--- begin ---
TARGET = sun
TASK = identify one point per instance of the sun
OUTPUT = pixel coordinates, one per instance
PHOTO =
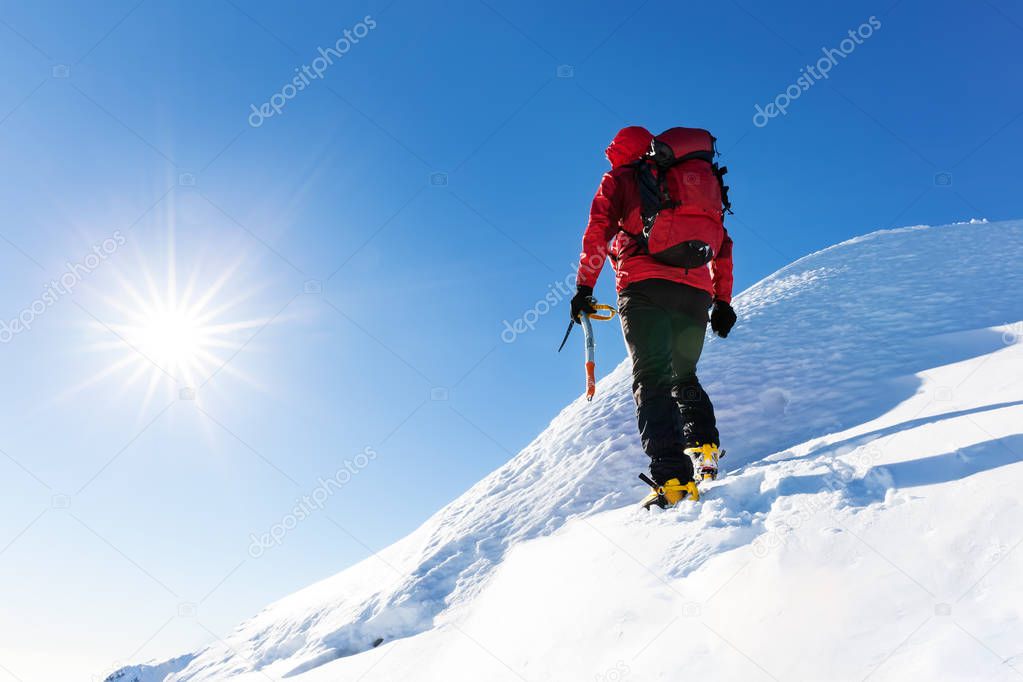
(176, 339)
(167, 335)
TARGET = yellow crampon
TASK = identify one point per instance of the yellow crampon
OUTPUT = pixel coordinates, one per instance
(670, 494)
(705, 460)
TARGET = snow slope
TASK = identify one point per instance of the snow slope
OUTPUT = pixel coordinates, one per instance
(872, 402)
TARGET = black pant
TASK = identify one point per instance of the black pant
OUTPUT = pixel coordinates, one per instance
(664, 324)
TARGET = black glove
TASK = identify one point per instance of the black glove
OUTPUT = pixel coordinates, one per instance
(582, 302)
(722, 318)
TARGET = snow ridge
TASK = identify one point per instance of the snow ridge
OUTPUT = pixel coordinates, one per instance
(833, 342)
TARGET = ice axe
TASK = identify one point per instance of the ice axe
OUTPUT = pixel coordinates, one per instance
(603, 312)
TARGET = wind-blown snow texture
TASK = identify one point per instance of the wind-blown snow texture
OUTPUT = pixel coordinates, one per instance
(871, 399)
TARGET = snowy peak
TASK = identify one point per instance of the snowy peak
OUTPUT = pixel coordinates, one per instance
(899, 332)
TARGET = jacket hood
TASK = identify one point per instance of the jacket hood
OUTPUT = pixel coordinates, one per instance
(628, 145)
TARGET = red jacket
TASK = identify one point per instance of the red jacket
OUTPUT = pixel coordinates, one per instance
(616, 208)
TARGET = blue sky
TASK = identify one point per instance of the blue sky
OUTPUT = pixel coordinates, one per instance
(360, 251)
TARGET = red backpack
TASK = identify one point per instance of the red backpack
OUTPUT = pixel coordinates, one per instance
(683, 196)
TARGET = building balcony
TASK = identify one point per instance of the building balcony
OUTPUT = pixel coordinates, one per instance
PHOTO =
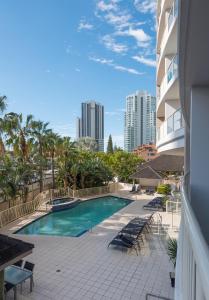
(170, 135)
(168, 88)
(169, 42)
(165, 23)
(192, 279)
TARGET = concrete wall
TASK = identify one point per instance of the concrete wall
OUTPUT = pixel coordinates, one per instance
(149, 182)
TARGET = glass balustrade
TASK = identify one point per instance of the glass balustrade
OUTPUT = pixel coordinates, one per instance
(172, 69)
(172, 124)
(173, 13)
(175, 121)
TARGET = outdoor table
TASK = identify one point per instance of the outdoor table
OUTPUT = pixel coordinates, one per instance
(16, 275)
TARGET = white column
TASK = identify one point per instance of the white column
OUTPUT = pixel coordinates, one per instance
(199, 156)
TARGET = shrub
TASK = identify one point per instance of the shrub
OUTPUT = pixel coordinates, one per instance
(172, 250)
(163, 201)
(164, 189)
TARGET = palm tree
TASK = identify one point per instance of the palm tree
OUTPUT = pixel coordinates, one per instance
(3, 105)
(52, 148)
(18, 133)
(87, 144)
(39, 131)
(66, 154)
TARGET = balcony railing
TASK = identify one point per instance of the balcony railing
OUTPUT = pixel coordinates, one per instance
(192, 277)
(171, 19)
(172, 124)
(171, 74)
(172, 14)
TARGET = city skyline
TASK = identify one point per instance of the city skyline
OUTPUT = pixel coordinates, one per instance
(91, 122)
(139, 120)
(48, 72)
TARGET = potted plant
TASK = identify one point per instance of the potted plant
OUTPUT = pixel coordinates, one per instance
(172, 253)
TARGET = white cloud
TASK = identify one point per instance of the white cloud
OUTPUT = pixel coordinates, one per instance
(145, 61)
(101, 60)
(115, 66)
(124, 69)
(118, 20)
(142, 38)
(83, 25)
(68, 49)
(112, 45)
(145, 6)
(101, 5)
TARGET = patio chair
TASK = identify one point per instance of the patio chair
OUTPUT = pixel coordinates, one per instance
(133, 189)
(134, 233)
(29, 267)
(121, 241)
(19, 263)
(8, 287)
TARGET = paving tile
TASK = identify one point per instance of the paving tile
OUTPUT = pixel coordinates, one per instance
(90, 270)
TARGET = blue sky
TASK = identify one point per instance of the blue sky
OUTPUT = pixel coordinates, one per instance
(54, 54)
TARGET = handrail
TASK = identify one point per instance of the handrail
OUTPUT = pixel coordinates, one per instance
(156, 296)
(197, 241)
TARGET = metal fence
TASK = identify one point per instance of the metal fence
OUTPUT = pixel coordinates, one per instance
(173, 207)
(111, 188)
(18, 211)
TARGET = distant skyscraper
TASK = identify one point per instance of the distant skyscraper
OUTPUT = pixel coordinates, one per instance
(140, 120)
(91, 123)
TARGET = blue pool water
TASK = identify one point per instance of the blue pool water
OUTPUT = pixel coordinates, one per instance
(77, 220)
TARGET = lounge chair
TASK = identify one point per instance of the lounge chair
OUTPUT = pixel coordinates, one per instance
(8, 287)
(30, 267)
(133, 189)
(121, 241)
(19, 263)
(138, 189)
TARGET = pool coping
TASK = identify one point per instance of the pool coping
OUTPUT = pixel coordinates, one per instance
(82, 200)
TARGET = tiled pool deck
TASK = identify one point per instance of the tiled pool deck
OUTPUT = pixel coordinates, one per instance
(84, 268)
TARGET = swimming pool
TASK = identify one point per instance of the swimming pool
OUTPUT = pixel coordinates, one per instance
(77, 220)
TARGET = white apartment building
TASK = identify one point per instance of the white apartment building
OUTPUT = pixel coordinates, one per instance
(140, 120)
(91, 123)
(170, 124)
(185, 76)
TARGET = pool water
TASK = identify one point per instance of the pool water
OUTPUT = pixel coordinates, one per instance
(60, 201)
(77, 220)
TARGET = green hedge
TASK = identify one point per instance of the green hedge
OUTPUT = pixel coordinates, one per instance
(164, 189)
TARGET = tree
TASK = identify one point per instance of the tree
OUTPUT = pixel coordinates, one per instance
(3, 105)
(123, 164)
(110, 145)
(87, 144)
(52, 145)
(39, 132)
(18, 133)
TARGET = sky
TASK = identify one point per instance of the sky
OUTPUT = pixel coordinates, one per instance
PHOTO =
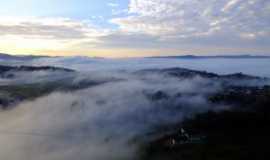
(135, 28)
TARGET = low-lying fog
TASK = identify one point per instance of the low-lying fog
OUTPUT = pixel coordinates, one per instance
(106, 121)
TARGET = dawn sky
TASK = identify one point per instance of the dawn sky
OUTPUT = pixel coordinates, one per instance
(127, 28)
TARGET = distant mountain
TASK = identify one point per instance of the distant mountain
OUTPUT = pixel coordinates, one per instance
(209, 57)
(4, 69)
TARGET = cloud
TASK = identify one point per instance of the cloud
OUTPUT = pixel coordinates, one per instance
(101, 122)
(111, 4)
(47, 28)
(174, 23)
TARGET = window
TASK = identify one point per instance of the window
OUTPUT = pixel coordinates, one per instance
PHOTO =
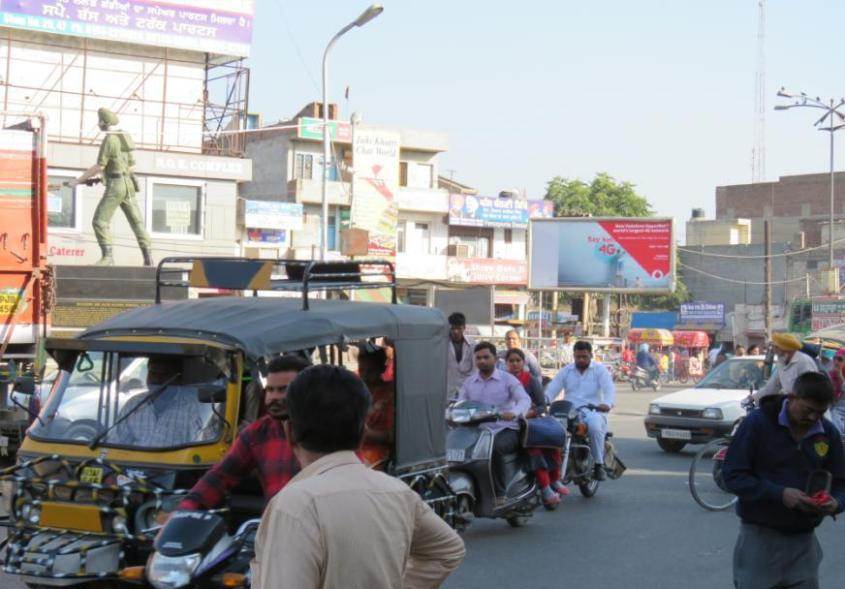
--- end ---
Set task:
Pull out every line in the entries above that contains the word "hood".

Response to the exercise:
TARGET = jacket hood
TASK = identify one point per instance of the jacket hood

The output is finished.